REQUIRED WORK: Substitute "annotation pass" for every "mapping pass" in the entries below and reproduce them with nothing else changed, leaving out the pictures.

(Point annotations for photos)
--- Start ---
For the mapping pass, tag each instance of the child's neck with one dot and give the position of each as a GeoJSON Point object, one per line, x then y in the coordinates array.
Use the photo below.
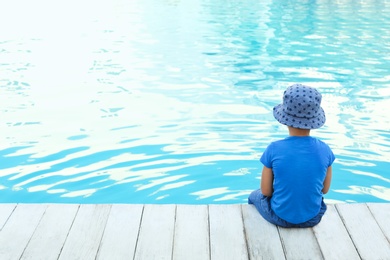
{"type": "Point", "coordinates": [298, 132]}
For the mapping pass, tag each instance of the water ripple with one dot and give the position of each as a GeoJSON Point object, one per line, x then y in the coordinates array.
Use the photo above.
{"type": "Point", "coordinates": [171, 102]}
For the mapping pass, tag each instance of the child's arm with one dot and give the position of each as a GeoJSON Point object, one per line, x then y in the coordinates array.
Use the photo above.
{"type": "Point", "coordinates": [267, 180]}
{"type": "Point", "coordinates": [327, 180]}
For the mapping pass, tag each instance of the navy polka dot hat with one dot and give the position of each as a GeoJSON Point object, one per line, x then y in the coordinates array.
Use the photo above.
{"type": "Point", "coordinates": [301, 108]}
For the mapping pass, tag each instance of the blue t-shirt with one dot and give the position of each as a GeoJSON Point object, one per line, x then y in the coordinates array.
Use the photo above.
{"type": "Point", "coordinates": [299, 165]}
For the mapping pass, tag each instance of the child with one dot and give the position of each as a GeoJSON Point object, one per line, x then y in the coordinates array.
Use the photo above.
{"type": "Point", "coordinates": [297, 170]}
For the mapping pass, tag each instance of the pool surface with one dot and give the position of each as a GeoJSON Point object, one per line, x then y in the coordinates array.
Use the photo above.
{"type": "Point", "coordinates": [171, 101]}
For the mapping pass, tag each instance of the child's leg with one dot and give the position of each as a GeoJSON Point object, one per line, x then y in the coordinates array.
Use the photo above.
{"type": "Point", "coordinates": [263, 206]}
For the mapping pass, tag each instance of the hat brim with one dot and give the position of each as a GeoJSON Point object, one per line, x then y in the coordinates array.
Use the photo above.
{"type": "Point", "coordinates": [299, 122]}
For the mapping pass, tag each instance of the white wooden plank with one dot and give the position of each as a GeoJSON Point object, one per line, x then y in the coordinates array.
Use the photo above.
{"type": "Point", "coordinates": [49, 236]}
{"type": "Point", "coordinates": [333, 238]}
{"type": "Point", "coordinates": [5, 211]}
{"type": "Point", "coordinates": [368, 238]}
{"type": "Point", "coordinates": [18, 230]}
{"type": "Point", "coordinates": [227, 239]}
{"type": "Point", "coordinates": [381, 212]}
{"type": "Point", "coordinates": [300, 243]}
{"type": "Point", "coordinates": [86, 232]}
{"type": "Point", "coordinates": [262, 237]}
{"type": "Point", "coordinates": [191, 239]}
{"type": "Point", "coordinates": [155, 240]}
{"type": "Point", "coordinates": [121, 232]}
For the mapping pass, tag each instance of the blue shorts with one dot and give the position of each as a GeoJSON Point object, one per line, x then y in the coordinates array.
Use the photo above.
{"type": "Point", "coordinates": [263, 206]}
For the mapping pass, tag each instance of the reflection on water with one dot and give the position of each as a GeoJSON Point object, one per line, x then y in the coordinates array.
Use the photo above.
{"type": "Point", "coordinates": [170, 101]}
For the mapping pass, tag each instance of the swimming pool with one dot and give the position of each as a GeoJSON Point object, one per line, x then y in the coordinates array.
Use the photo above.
{"type": "Point", "coordinates": [171, 101]}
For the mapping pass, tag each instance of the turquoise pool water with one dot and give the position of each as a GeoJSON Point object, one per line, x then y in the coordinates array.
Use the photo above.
{"type": "Point", "coordinates": [171, 101]}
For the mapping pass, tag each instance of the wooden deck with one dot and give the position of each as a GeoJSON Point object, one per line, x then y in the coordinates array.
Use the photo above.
{"type": "Point", "coordinates": [120, 231]}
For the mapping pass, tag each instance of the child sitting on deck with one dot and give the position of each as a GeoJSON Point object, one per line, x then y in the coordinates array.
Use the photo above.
{"type": "Point", "coordinates": [297, 170]}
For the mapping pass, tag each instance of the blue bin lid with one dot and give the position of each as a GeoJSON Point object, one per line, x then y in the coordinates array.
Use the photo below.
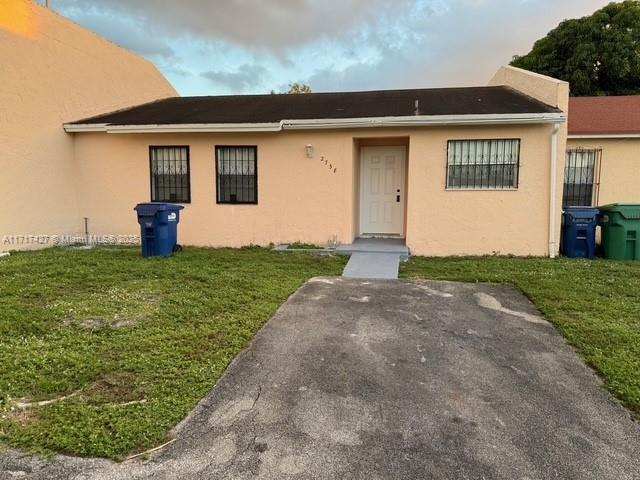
{"type": "Point", "coordinates": [154, 207]}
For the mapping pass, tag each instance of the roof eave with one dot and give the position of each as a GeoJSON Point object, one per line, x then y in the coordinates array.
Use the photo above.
{"type": "Point", "coordinates": [320, 124]}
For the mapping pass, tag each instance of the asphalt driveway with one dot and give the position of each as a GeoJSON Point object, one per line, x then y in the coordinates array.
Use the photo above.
{"type": "Point", "coordinates": [392, 380]}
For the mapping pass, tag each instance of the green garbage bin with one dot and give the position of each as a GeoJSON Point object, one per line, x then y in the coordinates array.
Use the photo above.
{"type": "Point", "coordinates": [620, 224]}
--- End ---
CORRECT RESPONSE:
For the annotation pass, tag each instance of the child's neck with one dot and give the position of each as a GeoJSON Point object, one per line, x then y in the coordinates array.
Use the photo below.
{"type": "Point", "coordinates": [298, 132]}
For the annotation pass, tag each instance of the water ripple with one dot and give the position of each as a GeoJSON Point object, one per line, x then y in the coordinates array.
Use the photo above.
{"type": "Point", "coordinates": [171, 102]}
For the annotation pass, tag each instance of the child's arm with one dot and give the position of each as a GeoJSON Point object, one per line, x then y in the coordinates array.
Use the photo above.
{"type": "Point", "coordinates": [267, 180]}
{"type": "Point", "coordinates": [327, 180]}
For the annotation pass, tag each instance of the navy polka dot hat with one dot and give the position of each as a GeoJSON Point object, one per line, x then y in the coordinates array.
Use the photo above.
{"type": "Point", "coordinates": [301, 108]}
For the annotation pass, tag each instance of the blue t-shirt with one dot and give the position of each as a GeoJSON Point object, one per line, x then y in the coordinates array.
Use the photo above.
{"type": "Point", "coordinates": [299, 165]}
For the annotation pass, tag each instance of the child with one dot and give the position of each as a GeoJSON Point object, one per line, x then y in the coordinates array.
Use the photo above.
{"type": "Point", "coordinates": [297, 170]}
For the annotation pass, tag each instance of the pool surface with one dot and give the position of each as a GeoJSON Point object, one per line, x then y in the coordinates array.
Use the photo above.
{"type": "Point", "coordinates": [171, 101]}
For the annotation pass, tag each instance of the child's leg with one dot and give the position of each as a GeoJSON Point object, one per line, x then y in the coordinates array.
Use the photo above.
{"type": "Point", "coordinates": [263, 206]}
For the annotation pass, tag each instance of the hat brim with one dot and give the position of each as a GeoJSON Point object, one per line, x then y in the coordinates array.
Use the photo above.
{"type": "Point", "coordinates": [299, 122]}
For the annotation pass, tag each instance of the white wooden plank with one dot and give the position of each as a GeoJSON Point object, one per line, x then y in the coordinates array.
Use the photo above.
{"type": "Point", "coordinates": [49, 236]}
{"type": "Point", "coordinates": [333, 238]}
{"type": "Point", "coordinates": [5, 211]}
{"type": "Point", "coordinates": [368, 238]}
{"type": "Point", "coordinates": [18, 230]}
{"type": "Point", "coordinates": [227, 239]}
{"type": "Point", "coordinates": [381, 212]}
{"type": "Point", "coordinates": [300, 243]}
{"type": "Point", "coordinates": [86, 232]}
{"type": "Point", "coordinates": [262, 237]}
{"type": "Point", "coordinates": [191, 239]}
{"type": "Point", "coordinates": [155, 240]}
{"type": "Point", "coordinates": [121, 232]}
For the annotation pass, tag each instance of the blue shorts with one dot and give the position of each as a GeoJSON Point object, one per line, x then y in the coordinates array.
Use the photo above.
{"type": "Point", "coordinates": [263, 206]}
For the annotation pass, tag each instance of the reflection on water with one dot and give the position of each as a GeoJSON Point object, one per line, x then y in the coordinates array.
Use the photo above.
{"type": "Point", "coordinates": [170, 101]}
For the annotation pass, tag each instance of the swimming pool with one dot and give the position of each as a GeoJSON Point object, one per line, x then y in the coordinates array.
Use the photo above.
{"type": "Point", "coordinates": [171, 101]}
For the annotation pass, tag each instance of the turquoise pool water with one dot and give the position of each as a GeoJSON Point object, one per line, x then y in the coordinates array.
Use the photo above.
{"type": "Point", "coordinates": [171, 101]}
For the annotation pass, tag each instance of the wooden deck with one dot and give the position of each as a GeoJSON Point object, one per line, x then y in the coordinates array.
Use the photo above.
{"type": "Point", "coordinates": [120, 231]}
For the annotation pass, tag each instance of the child sitting on deck with one dot and give the position of each as a GeoJSON Point object, one per line, x then y in the coordinates array.
Use the photo above.
{"type": "Point", "coordinates": [297, 170]}
For the annotation pass, tag each instance of the blue bin lid with one dot and give the position of each as a GeoJSON Point object, one per line, x then y in the coordinates array.
Use the photo below.
{"type": "Point", "coordinates": [154, 207]}
For the annotation pass, tag each instance of the roof eave with one dot and give the position of each as a GeoJSON Point object, one per line, x then y in the coordinates array.
Use the photo above.
{"type": "Point", "coordinates": [320, 124]}
For the annotation pass, tag each instance of the asphalt driveway with one dot and give the position of each as a GeoJSON Point object, one per line, x then y in the coordinates array.
Use the photo above.
{"type": "Point", "coordinates": [392, 380]}
For the annotation pass, tag each instance of the green garbage bin with one dot and give the position of each as a GeoJSON Point object, one per line, x then y in the coordinates array.
Use the photo above.
{"type": "Point", "coordinates": [620, 224]}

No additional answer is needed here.